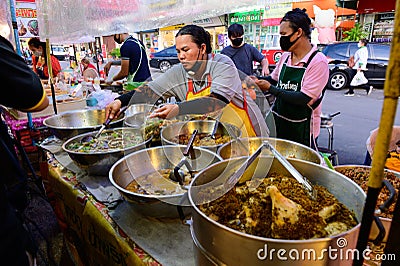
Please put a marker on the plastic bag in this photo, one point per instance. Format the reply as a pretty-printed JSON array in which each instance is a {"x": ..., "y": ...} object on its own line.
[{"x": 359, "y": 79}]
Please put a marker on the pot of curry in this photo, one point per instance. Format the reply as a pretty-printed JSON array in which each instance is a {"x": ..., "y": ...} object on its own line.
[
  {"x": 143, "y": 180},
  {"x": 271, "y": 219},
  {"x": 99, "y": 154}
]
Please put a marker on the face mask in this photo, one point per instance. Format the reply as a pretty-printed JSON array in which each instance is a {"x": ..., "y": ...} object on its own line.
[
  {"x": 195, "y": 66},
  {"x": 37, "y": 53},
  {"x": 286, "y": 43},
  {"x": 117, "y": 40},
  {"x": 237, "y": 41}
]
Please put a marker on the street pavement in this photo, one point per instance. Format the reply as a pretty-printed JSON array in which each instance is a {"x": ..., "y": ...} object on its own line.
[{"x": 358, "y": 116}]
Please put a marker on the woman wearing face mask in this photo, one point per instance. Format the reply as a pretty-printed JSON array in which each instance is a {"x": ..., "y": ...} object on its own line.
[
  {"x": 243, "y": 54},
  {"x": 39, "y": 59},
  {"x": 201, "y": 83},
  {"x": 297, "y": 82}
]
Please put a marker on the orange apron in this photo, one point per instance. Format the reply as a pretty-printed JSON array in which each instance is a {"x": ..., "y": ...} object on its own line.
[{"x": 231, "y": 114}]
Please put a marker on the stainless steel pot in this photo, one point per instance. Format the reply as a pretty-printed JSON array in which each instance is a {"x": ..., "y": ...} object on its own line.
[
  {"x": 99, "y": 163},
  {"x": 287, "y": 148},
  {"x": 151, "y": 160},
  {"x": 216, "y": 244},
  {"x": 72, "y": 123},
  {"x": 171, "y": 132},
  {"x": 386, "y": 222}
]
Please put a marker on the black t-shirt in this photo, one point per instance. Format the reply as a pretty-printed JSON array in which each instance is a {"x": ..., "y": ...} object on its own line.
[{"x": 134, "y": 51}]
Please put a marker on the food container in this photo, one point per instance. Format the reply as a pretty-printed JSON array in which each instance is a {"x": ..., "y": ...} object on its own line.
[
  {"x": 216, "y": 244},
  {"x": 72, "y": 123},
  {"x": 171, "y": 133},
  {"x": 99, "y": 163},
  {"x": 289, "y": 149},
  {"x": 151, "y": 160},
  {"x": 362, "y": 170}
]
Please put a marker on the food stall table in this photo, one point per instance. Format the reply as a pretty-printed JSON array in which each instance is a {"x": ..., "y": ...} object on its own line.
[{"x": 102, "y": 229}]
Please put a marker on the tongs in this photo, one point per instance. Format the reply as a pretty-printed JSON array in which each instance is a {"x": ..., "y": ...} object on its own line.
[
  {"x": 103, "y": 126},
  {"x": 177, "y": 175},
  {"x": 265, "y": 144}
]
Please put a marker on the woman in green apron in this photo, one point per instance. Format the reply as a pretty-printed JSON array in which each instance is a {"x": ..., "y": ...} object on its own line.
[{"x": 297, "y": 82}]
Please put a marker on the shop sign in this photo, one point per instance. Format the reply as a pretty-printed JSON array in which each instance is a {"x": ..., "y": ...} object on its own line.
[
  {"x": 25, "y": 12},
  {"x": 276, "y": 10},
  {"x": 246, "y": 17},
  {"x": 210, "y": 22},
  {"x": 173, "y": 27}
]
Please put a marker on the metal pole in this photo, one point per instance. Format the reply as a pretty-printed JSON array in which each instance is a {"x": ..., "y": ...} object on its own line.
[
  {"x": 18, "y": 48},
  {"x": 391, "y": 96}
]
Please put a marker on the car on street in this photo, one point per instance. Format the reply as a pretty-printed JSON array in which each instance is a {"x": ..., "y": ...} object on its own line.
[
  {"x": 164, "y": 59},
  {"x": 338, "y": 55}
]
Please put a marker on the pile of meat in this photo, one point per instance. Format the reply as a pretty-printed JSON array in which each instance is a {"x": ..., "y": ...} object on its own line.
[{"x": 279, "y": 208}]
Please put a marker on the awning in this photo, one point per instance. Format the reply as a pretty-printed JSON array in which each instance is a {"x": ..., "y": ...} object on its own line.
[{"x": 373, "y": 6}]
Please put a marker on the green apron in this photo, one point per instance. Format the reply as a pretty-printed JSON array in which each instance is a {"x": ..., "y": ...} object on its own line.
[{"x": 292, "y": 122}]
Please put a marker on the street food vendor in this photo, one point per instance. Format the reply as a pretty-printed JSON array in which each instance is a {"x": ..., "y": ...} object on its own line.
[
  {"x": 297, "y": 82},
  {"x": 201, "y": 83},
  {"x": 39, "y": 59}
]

■ WHAT NEEDS TO BE DONE ■
All lines from the one holding "Please put a marker on the street food" through the end of the entries need to be given again exactly. Leave out the others.

■ EXERCISE ANSWER ■
Please put a marker on the street food vendor in this photo, one point per instance. Format the reply as a pretty-printed JSON array in which each instance is a {"x": ..., "y": ...} object on its own line.
[
  {"x": 297, "y": 82},
  {"x": 201, "y": 83},
  {"x": 39, "y": 59}
]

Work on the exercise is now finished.